**Problem**
Pick up the advice-column exchange about a friend's compulsive sex and continue it after its final sentence.

**Extract provided**
########################################
Q: Good morning Doc, sorry for giving a private message. A friend of mine needs help and I wish I can get that from you. She is just getting close to 21 years of age but her problem is inability to restrict sex. She is almost getting to the point of “can’t do without it” this has been crashing her relationships because it makes her cheat not because her lovers doesn’t satisfy her but she finds solace in having sex whenever she is depressed. Any one close to her easily takes advantage of her because she hardly says no especially if she needs it. Please, what help can you get for her? How can she stop this? What should be done? What is actually wrong with her? Thanks as I await your response soon. Good morning
A: Hallos! Thanks for your question and for looking out for your friend.
########################################
**Data shown**

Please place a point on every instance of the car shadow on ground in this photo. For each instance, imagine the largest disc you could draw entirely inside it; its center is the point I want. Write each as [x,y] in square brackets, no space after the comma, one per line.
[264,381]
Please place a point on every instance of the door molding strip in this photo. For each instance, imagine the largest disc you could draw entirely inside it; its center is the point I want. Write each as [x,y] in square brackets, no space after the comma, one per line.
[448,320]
########################################
**Reply to the exercise**
Sexual addiction can also be referred to as hyper-sexuality, hyper-sexuality disorder or compulsive sexual behavior. People with this condition are pre-occupied with sex-related actions and activities, fantasies, urges and feelings which are difficult to control and interferes with their ability to maintain normal relationships, keep jobs and/or remain physically and mentally healthy. This addiction can range from sexual activities that provide acceptable forms of pleasure to the more deviant forms of sexual pleasure.
It is thought that this addiction is usually developed, not as a response to true sexual desire but as a coping mechanism in the face of stress and/or anxiety. This appears to also be the case in the person involved here. Some other underlying conditions that could contribute to developing this condition include altered levels of sex hormones, altered levels of some brain chemicals eg serotonin and dopamine, consequence of some forms of treatment for Parkinson’s disease and also as a result of diseases like epilepsy and multiple sclerosis. The alterations in brain chemicals can subsequently lead to long-term changes that produce effects similar to other types of addiction.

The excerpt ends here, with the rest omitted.